** BEGIN Extract **

# Drip, drop, drip



## Overread (Feb 9, 2010)

http://farm3.static.flickr.com/2787/4344427294_5d9ff7963b_o.jpg
F8, ISO 100, 1/200sec, flash light from the left.

Gear used: Canon 400D, Canon MPE65mm macro, 580EX2+lumiquest softbox

Look at the larger and see what I captured that I did not expect in the waterdrop.

An early shot with my MPE65mm, I finally managed to get it out into the field for a short test and I have to say I quickly got sick of my tripod. I just found it so hard to focus the shot (I must have destroyed at least 5 waterdrops in trying) and get the whole rig into a suitable position - so in the end I gave up and went for handheld. A hard thing to do with only my 580 flash and an offcamera flash cord which limited me to shooting on the ground where I could lean the flash against something (normally the ground which will explain why its a slightly muddy flash now). I have gained a new respect for the difficulty of such highmagnification shooting and a new lust for those twinflash lights!


----------



## wescobts (Feb 9, 2010)

I see something but can't make it out, nice shot though


----------



## Loonerlanding (Feb 10, 2010)

I can see your hand and camera reflected in the drop, neat.

** END Extract **

__What you need to do__: Copy word for word the portion of the waterdrop macro thread starting at "## Overread (Feb" and ending at "in the waterdrop.".

** BEGIN Material **

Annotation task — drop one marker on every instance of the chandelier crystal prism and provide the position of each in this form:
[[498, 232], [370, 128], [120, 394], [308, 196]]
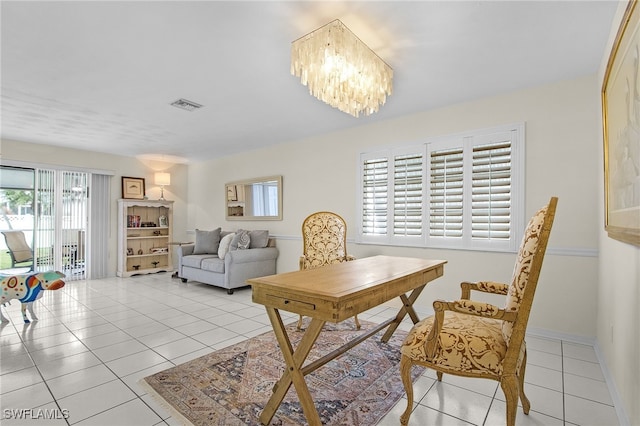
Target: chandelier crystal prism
[[341, 70]]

** END Material **

__Exercise response__:
## Overread (Feb 9, 2010)

http://farm3.static.flickr.com/2787/4344427294_5d9ff7963b_o.jpg
F8, ISO 100, 1/200sec, flash light from the left.

Gear used: Canon 400D, Canon MPE65mm macro, 580EX2+lumiquest softbox

Look at the larger and see what I captured that I did not expect in the waterdrop.